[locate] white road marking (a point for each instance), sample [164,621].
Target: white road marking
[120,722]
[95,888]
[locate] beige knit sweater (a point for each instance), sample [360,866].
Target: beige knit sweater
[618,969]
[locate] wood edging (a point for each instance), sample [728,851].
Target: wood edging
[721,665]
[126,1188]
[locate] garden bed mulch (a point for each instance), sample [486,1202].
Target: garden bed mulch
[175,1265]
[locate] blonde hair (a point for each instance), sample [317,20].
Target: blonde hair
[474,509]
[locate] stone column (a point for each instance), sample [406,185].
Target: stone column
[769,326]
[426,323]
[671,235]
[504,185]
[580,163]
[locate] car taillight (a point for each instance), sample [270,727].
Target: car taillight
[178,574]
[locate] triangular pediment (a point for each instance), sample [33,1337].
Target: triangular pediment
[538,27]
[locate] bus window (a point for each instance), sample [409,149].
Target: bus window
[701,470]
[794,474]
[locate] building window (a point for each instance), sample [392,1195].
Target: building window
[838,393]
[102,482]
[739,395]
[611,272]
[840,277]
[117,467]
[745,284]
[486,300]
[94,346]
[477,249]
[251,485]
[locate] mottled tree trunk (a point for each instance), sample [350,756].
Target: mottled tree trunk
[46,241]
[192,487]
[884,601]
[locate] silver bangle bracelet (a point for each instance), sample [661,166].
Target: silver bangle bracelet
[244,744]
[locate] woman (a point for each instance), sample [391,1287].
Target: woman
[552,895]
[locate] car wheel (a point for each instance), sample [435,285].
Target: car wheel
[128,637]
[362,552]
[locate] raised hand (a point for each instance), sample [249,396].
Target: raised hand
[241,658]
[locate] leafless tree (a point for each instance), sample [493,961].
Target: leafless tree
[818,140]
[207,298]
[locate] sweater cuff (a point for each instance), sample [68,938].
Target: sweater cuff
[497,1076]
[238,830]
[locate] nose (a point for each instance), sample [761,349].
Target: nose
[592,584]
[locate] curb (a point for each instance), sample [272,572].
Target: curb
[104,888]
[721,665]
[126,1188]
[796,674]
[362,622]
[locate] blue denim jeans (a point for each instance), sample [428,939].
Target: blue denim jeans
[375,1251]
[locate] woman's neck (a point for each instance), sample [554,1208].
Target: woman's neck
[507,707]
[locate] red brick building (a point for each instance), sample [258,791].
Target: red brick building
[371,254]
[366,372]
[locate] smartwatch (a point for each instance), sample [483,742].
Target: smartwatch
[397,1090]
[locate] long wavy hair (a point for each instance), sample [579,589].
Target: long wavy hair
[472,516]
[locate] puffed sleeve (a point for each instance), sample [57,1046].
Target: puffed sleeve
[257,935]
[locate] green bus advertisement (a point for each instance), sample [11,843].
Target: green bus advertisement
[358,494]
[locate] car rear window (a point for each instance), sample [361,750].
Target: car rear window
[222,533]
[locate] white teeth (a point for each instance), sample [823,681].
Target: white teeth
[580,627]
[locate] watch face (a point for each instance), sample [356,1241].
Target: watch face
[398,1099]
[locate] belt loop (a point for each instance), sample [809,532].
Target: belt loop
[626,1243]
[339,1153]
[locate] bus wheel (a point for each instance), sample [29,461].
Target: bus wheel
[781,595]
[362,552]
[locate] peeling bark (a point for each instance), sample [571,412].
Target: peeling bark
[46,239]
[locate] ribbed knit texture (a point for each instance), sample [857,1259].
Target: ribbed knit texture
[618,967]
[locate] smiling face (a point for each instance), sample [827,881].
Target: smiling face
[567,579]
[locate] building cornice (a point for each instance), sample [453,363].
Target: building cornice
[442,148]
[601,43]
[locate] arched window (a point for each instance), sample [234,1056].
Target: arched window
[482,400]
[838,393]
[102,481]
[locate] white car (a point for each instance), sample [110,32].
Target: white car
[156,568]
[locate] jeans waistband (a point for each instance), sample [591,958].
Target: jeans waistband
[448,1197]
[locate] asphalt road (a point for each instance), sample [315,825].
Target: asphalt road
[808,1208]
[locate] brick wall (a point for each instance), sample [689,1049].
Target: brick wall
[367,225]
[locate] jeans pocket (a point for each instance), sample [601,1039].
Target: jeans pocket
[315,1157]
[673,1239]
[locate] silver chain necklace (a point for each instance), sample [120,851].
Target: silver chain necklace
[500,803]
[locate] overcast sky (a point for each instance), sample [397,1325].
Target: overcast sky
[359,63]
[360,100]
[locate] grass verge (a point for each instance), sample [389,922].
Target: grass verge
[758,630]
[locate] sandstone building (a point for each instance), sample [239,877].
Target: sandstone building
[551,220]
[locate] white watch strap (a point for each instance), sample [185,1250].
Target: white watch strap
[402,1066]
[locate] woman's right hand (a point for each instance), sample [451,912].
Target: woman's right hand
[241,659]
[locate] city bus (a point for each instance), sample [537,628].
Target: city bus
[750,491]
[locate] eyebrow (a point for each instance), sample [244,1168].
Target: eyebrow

---

_YOUR GOAL_
List each line of the entries that holds the string "eyebrow".

_ANSWER TO THE EXERCISE_
[locate] eyebrow (a point for each instance), sample [244,1168].
Target: eyebrow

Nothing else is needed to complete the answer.